→ Your goal:
Please answer from the WHO-DAS II excerpt: for which scores were the smallest critical differences obtained?

(Excerpt provided Opens)

Inspection of Table 8 shows the short-term and long-term 90% and 95% critical differences for the WHO-DAS II domain scores are very similar to, but generally smaller than, the critical differences obtained for APHAB global and HHIE total scores. The smallest critical differences were obtained for the WHO-DAS II total scores. The larger the critical difference, the more robust an effect of treatment would need to be to conclude that a true change in status has occurred. Disease-specific instruments, such as the APHAB and HHIE, are expected to be more sensitive to the effects of hearing aid treatment than would any generic instrument. Thus, the finding of relatively smaller critical differences for WHO-DAS II domain and total scores was expected, as it is likely that hearing aid intervention will result in smaller change scores on WHO-DAS II than on disease-specific instruments.

Summary and Conclusions

In the current climate of competition for limited health care resources, evidence in the form of quantitative outcome measures that support an improvement in generic health status as a result of hearing aid intervention are needed to compare the outcomes of audiologic intervention with the outcomes obtained for the treatment of other chronic diseases or disorders (Beck, 2000). The present study was designed to examine the psychometric properties of a new generic health-status instrument, the WHO-DAS II, to determine its potential utility in the population of individuals with adult-onset hearing loss.

An important psychometric attribute for any measurement instrument is validity. One aspect of construct validity—convergent validity—was assessed by examining the correlations between WHO-DAS II scores and scores from two widely used disease-specific instruments, the APHAB and the HHIE, and one popular generic measure, the SF-36V. Results support the conclusion that the WHO-DAS II communication and participation domain scores, as well as the total score, are not only valid generic, health-status measures but are also valid measures of the functional impact of adult-onset hearing loss.

Further support for considering the use of the WHO-DAS II communication and participation domain scores as well as the total score as a generic outcome measure for audiologic intervention in individuals with adult-onset hearing loss comes from the demonstration of good internal-consistency reliability and good test-retest stability with reasonable short-term and long-term 90% and 95% critical difference values for a true change in individual scores. In drawing this conclusion, it is important to recall that whereas the communication and participation domain scores provide information about specific areas that contribute to the overall health status of an individual, the questions are not only relevant to individuals with hearing loss but are also relevant to all populations, whether or not a hearing disorder is present or absent. Thus, due to their applicability across populations and conditions, the WHO-DAS II domain scores and the total score to which they aggregate are generic measures of health status.

(Excerpt provided Closes)
(Data provided Opens)

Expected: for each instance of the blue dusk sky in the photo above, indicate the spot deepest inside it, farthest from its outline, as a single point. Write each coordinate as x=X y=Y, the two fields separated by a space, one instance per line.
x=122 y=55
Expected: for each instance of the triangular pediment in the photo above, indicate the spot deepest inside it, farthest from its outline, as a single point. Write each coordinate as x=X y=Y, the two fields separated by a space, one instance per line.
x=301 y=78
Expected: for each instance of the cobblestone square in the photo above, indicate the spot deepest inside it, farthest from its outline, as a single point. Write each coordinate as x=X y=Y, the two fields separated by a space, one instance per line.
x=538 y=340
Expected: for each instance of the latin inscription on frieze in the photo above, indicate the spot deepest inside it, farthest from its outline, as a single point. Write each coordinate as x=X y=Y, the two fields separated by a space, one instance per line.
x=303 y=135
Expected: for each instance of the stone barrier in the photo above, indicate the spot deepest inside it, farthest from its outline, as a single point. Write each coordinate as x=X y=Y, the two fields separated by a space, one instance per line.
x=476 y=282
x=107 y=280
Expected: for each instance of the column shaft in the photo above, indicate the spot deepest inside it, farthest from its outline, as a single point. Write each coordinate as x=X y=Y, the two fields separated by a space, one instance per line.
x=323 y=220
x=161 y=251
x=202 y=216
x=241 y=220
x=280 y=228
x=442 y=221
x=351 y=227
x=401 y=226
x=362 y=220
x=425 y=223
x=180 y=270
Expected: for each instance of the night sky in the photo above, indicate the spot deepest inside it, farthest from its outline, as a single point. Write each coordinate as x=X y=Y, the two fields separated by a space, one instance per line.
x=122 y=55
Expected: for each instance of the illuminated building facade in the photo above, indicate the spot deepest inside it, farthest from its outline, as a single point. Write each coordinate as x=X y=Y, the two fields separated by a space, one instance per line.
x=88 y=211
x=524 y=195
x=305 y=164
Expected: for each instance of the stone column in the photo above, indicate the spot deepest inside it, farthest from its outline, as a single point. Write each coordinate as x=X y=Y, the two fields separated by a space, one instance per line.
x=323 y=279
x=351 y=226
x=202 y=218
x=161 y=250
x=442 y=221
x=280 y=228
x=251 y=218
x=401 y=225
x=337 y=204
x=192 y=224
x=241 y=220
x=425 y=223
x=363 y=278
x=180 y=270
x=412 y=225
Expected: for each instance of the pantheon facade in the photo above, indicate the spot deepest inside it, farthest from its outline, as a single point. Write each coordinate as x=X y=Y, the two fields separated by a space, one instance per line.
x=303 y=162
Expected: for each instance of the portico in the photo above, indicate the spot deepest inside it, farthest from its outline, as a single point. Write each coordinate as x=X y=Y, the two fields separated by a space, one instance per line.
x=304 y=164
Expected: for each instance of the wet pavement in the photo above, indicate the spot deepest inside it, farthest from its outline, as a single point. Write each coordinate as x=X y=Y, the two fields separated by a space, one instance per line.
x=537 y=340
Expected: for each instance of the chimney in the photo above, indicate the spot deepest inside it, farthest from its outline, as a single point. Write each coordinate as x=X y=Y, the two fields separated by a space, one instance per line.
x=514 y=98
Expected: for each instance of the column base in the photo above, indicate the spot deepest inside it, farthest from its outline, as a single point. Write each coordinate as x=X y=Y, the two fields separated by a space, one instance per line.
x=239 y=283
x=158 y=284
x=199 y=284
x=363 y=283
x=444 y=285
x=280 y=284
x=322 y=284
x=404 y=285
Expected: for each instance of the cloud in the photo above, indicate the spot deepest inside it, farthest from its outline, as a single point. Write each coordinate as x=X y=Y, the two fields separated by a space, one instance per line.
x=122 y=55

(Data provided Closes)

→ Result of this exercise:
The WHO-DAS II total scores.